[Exercise]: Please rescale everything from the start of the records down to the line containing "[304,361,345,448]", both ends included. Rewrite every line, leaving the wording unchanged, but multiply each bounding-box coordinate by 0.6 and round it to a whole number, with halves rounded up.

[Items]:
****************************************
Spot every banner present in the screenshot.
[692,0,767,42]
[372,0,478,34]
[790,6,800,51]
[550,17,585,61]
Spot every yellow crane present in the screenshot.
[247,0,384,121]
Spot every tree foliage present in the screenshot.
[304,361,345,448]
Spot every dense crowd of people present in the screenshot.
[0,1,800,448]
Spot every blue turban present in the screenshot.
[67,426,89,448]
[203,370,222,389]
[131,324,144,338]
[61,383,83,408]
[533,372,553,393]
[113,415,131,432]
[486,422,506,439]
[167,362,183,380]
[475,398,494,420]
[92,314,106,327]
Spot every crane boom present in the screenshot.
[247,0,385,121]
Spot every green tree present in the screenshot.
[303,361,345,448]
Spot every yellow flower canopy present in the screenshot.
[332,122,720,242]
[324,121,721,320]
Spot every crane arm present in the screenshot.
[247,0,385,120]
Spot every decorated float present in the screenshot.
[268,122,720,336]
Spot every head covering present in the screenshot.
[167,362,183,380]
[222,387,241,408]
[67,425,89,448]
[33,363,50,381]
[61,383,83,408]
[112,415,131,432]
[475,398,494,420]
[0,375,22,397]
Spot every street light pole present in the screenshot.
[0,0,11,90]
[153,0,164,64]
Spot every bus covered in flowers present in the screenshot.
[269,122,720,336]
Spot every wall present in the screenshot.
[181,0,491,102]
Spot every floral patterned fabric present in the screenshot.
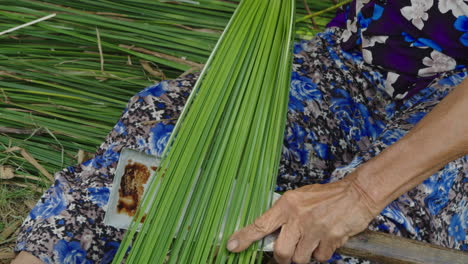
[16,28,468,264]
[330,0,468,99]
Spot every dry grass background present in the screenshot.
[0,0,346,264]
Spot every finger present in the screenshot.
[313,240,337,262]
[292,235,319,264]
[273,224,301,264]
[227,204,287,252]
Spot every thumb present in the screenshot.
[227,204,287,253]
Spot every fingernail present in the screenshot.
[227,239,239,251]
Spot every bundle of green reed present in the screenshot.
[113,0,295,263]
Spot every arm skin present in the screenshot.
[228,79,468,264]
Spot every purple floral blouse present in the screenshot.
[328,0,468,99]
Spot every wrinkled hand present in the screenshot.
[228,178,379,264]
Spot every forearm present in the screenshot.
[349,80,468,213]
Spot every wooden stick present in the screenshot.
[337,231,468,264]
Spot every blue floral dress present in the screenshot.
[16,0,468,264]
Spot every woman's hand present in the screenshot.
[228,175,379,264]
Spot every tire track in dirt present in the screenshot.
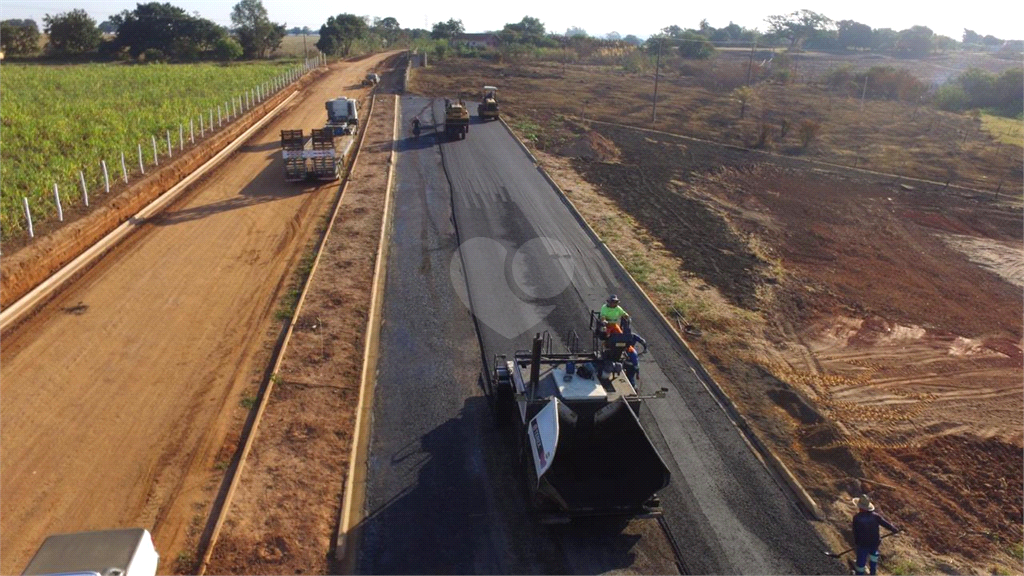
[0,51,399,573]
[203,54,404,574]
****************************************
[Output below]:
Spot every banner present in the screenshot.
[415,0,460,25]
[223,0,287,20]
[474,4,480,31]
[330,10,351,37]
Spot every yellow crane present in the screenshot.
[148,0,230,73]
Spot every tree foliage present in the screenshot.
[182,217,207,269]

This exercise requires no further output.